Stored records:

* BEGIN *

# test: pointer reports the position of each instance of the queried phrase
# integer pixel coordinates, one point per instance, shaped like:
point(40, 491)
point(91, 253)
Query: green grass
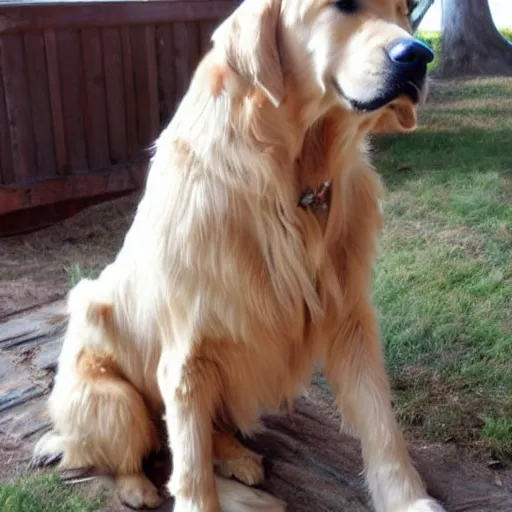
point(45, 493)
point(433, 39)
point(444, 279)
point(77, 272)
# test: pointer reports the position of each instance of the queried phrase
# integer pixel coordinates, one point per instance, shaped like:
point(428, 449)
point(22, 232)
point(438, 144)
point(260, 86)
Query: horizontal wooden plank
point(27, 17)
point(123, 179)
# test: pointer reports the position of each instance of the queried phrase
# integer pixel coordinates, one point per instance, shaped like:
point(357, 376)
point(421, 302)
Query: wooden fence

* END *

_Task prompt:_
Rewrite all of the data above, substituting "locator" for every "pointer" and keeping everything else the same. Leave the pictures out.

_Result for this exercise:_
# test: locator reports the position of each instance of the queried phrase
# integer pixel coordinates, one point per instance, shaped like:
point(40, 491)
point(91, 253)
Query: green grass
point(45, 493)
point(433, 39)
point(444, 279)
point(77, 272)
# test: locator reports the position of each instance of the queried phrase
# integer pixel coordinates, one point per instance, shaped like:
point(428, 449)
point(22, 232)
point(438, 144)
point(260, 86)
Query: horizontal wooden plank
point(27, 17)
point(123, 179)
# test: locator reports the position of each instance of the queried phrase
# integer pixel coordinates, one point per instance, shaped like:
point(357, 376)
point(421, 302)
Query: wooden fence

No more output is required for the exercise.